::: Data lines
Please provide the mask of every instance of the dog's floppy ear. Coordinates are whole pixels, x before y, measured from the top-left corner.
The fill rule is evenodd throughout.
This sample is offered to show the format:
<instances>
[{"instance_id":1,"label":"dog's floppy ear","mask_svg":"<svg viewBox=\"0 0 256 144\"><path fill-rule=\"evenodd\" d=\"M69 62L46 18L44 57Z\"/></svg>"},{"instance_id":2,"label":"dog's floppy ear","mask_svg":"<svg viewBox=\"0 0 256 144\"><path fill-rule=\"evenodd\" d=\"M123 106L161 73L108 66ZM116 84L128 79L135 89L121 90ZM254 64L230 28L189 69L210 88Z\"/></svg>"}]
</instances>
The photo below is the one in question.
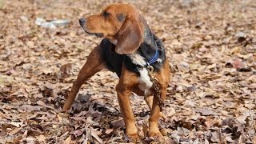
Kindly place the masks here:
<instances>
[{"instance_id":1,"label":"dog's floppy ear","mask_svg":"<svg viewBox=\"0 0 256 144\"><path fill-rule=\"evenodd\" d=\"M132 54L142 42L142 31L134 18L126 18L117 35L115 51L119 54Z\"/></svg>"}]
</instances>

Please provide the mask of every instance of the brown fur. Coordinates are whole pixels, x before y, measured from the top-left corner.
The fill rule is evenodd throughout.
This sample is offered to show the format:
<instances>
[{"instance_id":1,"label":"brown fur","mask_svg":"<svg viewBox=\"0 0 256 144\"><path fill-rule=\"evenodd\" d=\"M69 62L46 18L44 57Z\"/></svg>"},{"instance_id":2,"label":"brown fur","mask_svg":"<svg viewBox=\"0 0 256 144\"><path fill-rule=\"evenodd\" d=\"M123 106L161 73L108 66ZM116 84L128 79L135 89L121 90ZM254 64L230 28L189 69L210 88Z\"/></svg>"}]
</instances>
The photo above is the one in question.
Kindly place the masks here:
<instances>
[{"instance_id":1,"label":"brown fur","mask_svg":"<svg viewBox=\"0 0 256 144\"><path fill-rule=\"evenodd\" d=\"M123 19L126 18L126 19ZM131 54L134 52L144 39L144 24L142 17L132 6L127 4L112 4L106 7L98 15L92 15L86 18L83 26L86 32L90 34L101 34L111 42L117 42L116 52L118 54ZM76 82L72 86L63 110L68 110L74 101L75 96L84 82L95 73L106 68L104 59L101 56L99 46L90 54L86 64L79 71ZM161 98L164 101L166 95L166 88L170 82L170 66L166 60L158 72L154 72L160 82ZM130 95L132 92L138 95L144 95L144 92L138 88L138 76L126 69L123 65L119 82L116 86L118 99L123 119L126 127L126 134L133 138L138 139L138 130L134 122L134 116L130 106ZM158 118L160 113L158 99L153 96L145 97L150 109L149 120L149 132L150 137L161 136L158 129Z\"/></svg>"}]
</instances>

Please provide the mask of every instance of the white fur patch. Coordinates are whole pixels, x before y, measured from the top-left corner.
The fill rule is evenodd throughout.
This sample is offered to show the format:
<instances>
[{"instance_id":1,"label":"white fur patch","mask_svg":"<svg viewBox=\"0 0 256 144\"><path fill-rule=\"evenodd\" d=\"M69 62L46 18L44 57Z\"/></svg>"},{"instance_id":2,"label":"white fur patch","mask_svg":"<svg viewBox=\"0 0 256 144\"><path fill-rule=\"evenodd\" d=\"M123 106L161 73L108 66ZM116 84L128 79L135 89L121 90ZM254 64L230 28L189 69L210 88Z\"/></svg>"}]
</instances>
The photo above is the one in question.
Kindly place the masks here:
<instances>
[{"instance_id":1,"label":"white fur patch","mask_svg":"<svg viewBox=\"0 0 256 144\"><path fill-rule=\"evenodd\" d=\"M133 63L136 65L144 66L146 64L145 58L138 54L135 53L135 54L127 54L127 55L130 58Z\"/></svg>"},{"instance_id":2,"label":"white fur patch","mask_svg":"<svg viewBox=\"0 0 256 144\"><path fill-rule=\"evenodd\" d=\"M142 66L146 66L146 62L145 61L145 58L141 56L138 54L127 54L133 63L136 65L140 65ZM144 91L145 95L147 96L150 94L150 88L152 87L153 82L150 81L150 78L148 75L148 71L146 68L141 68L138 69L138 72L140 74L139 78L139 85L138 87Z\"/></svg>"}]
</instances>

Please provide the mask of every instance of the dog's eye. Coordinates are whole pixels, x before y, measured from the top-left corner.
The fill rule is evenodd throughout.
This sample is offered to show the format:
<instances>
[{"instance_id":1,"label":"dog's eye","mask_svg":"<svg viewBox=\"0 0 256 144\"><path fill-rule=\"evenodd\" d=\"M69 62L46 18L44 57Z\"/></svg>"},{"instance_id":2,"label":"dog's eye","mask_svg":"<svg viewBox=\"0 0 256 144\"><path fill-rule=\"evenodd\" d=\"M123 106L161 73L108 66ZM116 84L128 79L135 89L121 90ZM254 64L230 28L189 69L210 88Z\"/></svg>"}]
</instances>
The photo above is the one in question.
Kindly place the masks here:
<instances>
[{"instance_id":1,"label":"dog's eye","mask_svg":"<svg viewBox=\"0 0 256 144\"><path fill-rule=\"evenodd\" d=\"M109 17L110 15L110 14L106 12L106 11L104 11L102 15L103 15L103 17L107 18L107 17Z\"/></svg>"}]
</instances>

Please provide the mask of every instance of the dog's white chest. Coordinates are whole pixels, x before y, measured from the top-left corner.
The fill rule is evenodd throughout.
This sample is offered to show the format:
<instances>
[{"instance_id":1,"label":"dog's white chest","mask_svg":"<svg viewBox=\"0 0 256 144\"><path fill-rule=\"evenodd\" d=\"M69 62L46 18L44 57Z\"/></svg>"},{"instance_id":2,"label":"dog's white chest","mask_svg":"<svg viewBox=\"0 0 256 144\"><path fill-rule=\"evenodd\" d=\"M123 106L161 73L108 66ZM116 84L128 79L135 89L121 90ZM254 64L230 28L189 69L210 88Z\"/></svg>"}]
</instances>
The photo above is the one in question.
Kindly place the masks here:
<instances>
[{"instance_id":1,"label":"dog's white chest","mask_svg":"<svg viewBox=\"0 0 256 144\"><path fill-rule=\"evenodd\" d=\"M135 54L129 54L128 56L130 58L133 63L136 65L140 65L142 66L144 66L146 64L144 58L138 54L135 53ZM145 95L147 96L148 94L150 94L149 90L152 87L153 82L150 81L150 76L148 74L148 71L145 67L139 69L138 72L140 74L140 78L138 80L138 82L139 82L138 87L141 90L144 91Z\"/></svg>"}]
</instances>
::::::
**Exercise description**: Leaving all pictures aside, quote each record exactly.

**Full response**:
Please provide the mask of every instance of the dog's floppy ear. Coordinates are whole pixels, x before y, measured from the top-left corner.
The fill rule is evenodd throughout.
This sample is offered to show the format:
<instances>
[{"instance_id":1,"label":"dog's floppy ear","mask_svg":"<svg viewBox=\"0 0 256 144\"><path fill-rule=\"evenodd\" d=\"M69 62L46 18L44 57Z\"/></svg>"},{"instance_id":2,"label":"dog's floppy ear","mask_svg":"<svg viewBox=\"0 0 256 144\"><path fill-rule=\"evenodd\" d=\"M123 106L161 73L108 66ZM116 84L128 79L135 89L121 90ZM254 64L230 28L189 69L210 88Z\"/></svg>"}]
</instances>
The photo below is the one in question.
Kindly place the masks here:
<instances>
[{"instance_id":1,"label":"dog's floppy ear","mask_svg":"<svg viewBox=\"0 0 256 144\"><path fill-rule=\"evenodd\" d=\"M132 54L142 42L142 31L134 18L126 18L117 35L115 51L119 54Z\"/></svg>"}]
</instances>

Please provide the mask of every instance of the brown fur. Coordinates are whole pixels, x before y, measured from the top-left corner.
The fill rule is evenodd throughout.
This sample is offered to show the format:
<instances>
[{"instance_id":1,"label":"brown fur","mask_svg":"<svg viewBox=\"0 0 256 144\"><path fill-rule=\"evenodd\" d=\"M69 62L46 18L44 57Z\"/></svg>"},{"instance_id":2,"label":"brown fur","mask_svg":"<svg viewBox=\"0 0 256 144\"><path fill-rule=\"evenodd\" d=\"M123 106L161 73L108 66ZM116 84L128 79L135 89L121 90ZM254 64L230 28L189 69L210 88Z\"/></svg>"}]
</instances>
The photo above is the one in question.
Kindly place the masks here:
<instances>
[{"instance_id":1,"label":"brown fur","mask_svg":"<svg viewBox=\"0 0 256 144\"><path fill-rule=\"evenodd\" d=\"M123 19L126 18L126 19ZM131 54L134 52L144 39L144 24L142 17L132 6L127 4L112 4L106 7L98 15L92 15L86 18L83 26L86 32L90 34L101 34L111 42L117 42L116 52L118 54ZM76 82L72 86L63 110L68 110L74 101L75 96L84 82L95 73L106 68L104 59L101 56L99 46L90 54L86 64L79 71ZM161 98L164 101L166 95L166 88L170 82L170 66L166 60L158 72L154 72L160 82ZM130 95L132 92L138 95L144 95L144 92L138 88L138 76L126 69L123 65L119 82L116 86L118 99L123 119L126 127L126 134L133 138L138 139L138 130L134 122L134 116L130 106ZM158 118L160 113L158 99L153 96L145 97L150 109L149 120L149 132L150 137L161 136L158 129Z\"/></svg>"}]
</instances>

Please provide the mask of every instance of the white fur patch. Coordinates are whole pixels, x before y, measured from the top-left corner.
The fill rule is evenodd throughout.
This sample is offered to show the format:
<instances>
[{"instance_id":1,"label":"white fur patch","mask_svg":"<svg viewBox=\"0 0 256 144\"><path fill-rule=\"evenodd\" d=\"M69 62L46 18L44 57Z\"/></svg>"},{"instance_id":2,"label":"white fur patch","mask_svg":"<svg viewBox=\"0 0 256 144\"><path fill-rule=\"evenodd\" d=\"M123 106L161 73L108 66ZM116 84L128 79L135 89L121 90ZM254 64L230 28L189 69L210 88Z\"/></svg>"}]
</instances>
The photo above is the one in question.
Kindly place the masks here:
<instances>
[{"instance_id":1,"label":"white fur patch","mask_svg":"<svg viewBox=\"0 0 256 144\"><path fill-rule=\"evenodd\" d=\"M133 63L136 65L144 66L146 64L145 58L138 54L135 53L135 54L127 54L127 55L130 58Z\"/></svg>"},{"instance_id":2,"label":"white fur patch","mask_svg":"<svg viewBox=\"0 0 256 144\"><path fill-rule=\"evenodd\" d=\"M142 66L146 66L146 62L145 61L145 58L141 56L138 54L127 54L133 63L136 65L140 65ZM144 91L145 95L147 96L150 94L150 88L152 87L153 82L150 81L150 78L148 75L148 71L146 68L141 68L138 69L138 72L140 74L139 78L139 85L138 87Z\"/></svg>"}]
</instances>

Please provide the mask of every instance of the dog's eye. Coordinates are whole pixels, x before y, measured from the top-left corner.
The fill rule is evenodd throughout.
This sample is offered to show the format:
<instances>
[{"instance_id":1,"label":"dog's eye","mask_svg":"<svg viewBox=\"0 0 256 144\"><path fill-rule=\"evenodd\" d=\"M69 62L46 18L44 57Z\"/></svg>"},{"instance_id":2,"label":"dog's eye","mask_svg":"<svg viewBox=\"0 0 256 144\"><path fill-rule=\"evenodd\" d=\"M123 106L161 73L108 66ZM116 84L128 79L135 89L121 90ZM254 64L230 28L189 69L210 88Z\"/></svg>"}]
</instances>
The photo above is the one in question.
Kindly place the masks here:
<instances>
[{"instance_id":1,"label":"dog's eye","mask_svg":"<svg viewBox=\"0 0 256 144\"><path fill-rule=\"evenodd\" d=\"M109 17L110 15L110 14L106 12L106 11L104 11L102 15L103 15L103 17L107 18L107 17Z\"/></svg>"}]
</instances>

Please provide the mask of every instance of the dog's white chest. Coordinates are whole pixels, x before y, measured from the top-left corner.
The fill rule is evenodd throughout.
This sample is offered to show the format:
<instances>
[{"instance_id":1,"label":"dog's white chest","mask_svg":"<svg viewBox=\"0 0 256 144\"><path fill-rule=\"evenodd\" d=\"M69 62L46 18L44 57Z\"/></svg>"},{"instance_id":2,"label":"dog's white chest","mask_svg":"<svg viewBox=\"0 0 256 144\"><path fill-rule=\"evenodd\" d=\"M123 106L161 73L108 66ZM116 84L128 79L135 89L121 90ZM254 64L230 28L189 69L210 88Z\"/></svg>"}]
</instances>
The photo above is the one in question.
Kindly place the masks here:
<instances>
[{"instance_id":1,"label":"dog's white chest","mask_svg":"<svg viewBox=\"0 0 256 144\"><path fill-rule=\"evenodd\" d=\"M135 54L129 54L128 56L130 58L133 63L136 65L140 65L142 66L144 66L146 64L144 58L138 54L135 53ZM145 95L147 96L148 94L150 94L149 90L152 87L153 82L150 81L150 76L148 74L148 71L145 67L139 69L138 72L140 74L140 78L138 80L138 82L139 82L138 87L141 90L144 91Z\"/></svg>"}]
</instances>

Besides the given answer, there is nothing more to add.